◆ Exercise goal
Copy out every one of the records below word for word, with nothing left out or changed.

◆ The input
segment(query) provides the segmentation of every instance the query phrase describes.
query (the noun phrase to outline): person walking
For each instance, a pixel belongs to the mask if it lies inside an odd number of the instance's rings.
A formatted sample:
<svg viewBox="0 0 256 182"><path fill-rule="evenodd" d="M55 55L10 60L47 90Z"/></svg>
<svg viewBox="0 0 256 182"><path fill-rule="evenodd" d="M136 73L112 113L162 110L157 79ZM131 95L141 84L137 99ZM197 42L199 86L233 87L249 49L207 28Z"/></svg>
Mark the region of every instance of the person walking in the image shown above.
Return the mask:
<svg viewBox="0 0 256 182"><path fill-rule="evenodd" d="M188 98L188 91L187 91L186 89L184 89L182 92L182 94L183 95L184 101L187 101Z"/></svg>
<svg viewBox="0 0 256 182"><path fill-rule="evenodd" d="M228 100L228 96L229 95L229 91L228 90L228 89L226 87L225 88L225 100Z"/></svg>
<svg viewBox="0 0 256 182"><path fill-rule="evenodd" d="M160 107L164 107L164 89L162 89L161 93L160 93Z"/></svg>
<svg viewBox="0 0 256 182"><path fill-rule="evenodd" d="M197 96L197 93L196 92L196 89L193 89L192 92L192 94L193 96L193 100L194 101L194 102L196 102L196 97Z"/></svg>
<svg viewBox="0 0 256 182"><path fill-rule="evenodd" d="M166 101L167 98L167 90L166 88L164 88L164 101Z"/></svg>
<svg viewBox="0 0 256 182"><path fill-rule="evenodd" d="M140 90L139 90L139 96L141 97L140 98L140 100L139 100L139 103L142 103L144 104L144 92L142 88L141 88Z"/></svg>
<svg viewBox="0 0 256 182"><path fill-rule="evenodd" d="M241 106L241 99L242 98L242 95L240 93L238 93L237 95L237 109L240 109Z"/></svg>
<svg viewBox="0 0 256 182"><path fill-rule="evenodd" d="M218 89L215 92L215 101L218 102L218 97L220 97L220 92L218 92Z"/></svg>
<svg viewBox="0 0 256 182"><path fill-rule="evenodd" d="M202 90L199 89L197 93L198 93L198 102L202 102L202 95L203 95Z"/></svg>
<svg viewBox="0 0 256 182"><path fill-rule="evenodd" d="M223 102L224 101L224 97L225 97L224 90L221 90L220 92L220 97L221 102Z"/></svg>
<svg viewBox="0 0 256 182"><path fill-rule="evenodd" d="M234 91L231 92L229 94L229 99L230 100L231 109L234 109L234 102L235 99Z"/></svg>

◆ Response to this task
segment(query) provides the segmentation of every instance the query phrase describes.
query (the noun phrase to outline): person walking
For each instance, a pixel belongs to the mask if it lies inside an odd number of the instance's rings.
A formatted sample:
<svg viewBox="0 0 256 182"><path fill-rule="evenodd" d="M55 55L10 60L47 90Z"/></svg>
<svg viewBox="0 0 256 182"><path fill-rule="evenodd" d="M136 73L112 113L162 110L157 79ZM131 95L141 84L137 99ZM197 42L199 86L233 87L249 49L207 28Z"/></svg>
Mark the region of every instance of the person walking in the image shown above.
Return the mask:
<svg viewBox="0 0 256 182"><path fill-rule="evenodd" d="M188 98L188 91L187 91L186 89L184 89L182 92L182 94L183 95L184 101L187 101Z"/></svg>
<svg viewBox="0 0 256 182"><path fill-rule="evenodd" d="M228 100L228 96L229 95L229 91L228 90L228 89L226 87L225 88L225 100Z"/></svg>
<svg viewBox="0 0 256 182"><path fill-rule="evenodd" d="M160 107L164 107L164 89L162 89L161 93L160 93Z"/></svg>
<svg viewBox="0 0 256 182"><path fill-rule="evenodd" d="M197 96L197 93L196 92L196 89L193 89L192 92L192 94L193 96L193 100L194 101L194 102L196 102L196 97Z"/></svg>
<svg viewBox="0 0 256 182"><path fill-rule="evenodd" d="M166 101L167 98L167 90L166 88L164 88L164 101Z"/></svg>
<svg viewBox="0 0 256 182"><path fill-rule="evenodd" d="M140 90L139 90L139 96L141 97L140 98L140 100L139 100L139 103L142 103L144 104L144 92L142 88L141 88Z"/></svg>
<svg viewBox="0 0 256 182"><path fill-rule="evenodd" d="M241 106L241 99L242 98L242 95L240 93L238 93L237 95L237 109L240 109Z"/></svg>
<svg viewBox="0 0 256 182"><path fill-rule="evenodd" d="M218 89L215 92L215 101L218 102L218 97L220 97L220 92L218 92Z"/></svg>
<svg viewBox="0 0 256 182"><path fill-rule="evenodd" d="M202 90L199 89L197 93L198 93L198 102L202 102L202 95L203 95Z"/></svg>
<svg viewBox="0 0 256 182"><path fill-rule="evenodd" d="M223 102L224 101L224 97L225 97L224 90L221 90L220 92L220 97L221 102Z"/></svg>
<svg viewBox="0 0 256 182"><path fill-rule="evenodd" d="M234 91L231 92L229 94L229 99L230 100L231 109L234 109L234 102L235 99Z"/></svg>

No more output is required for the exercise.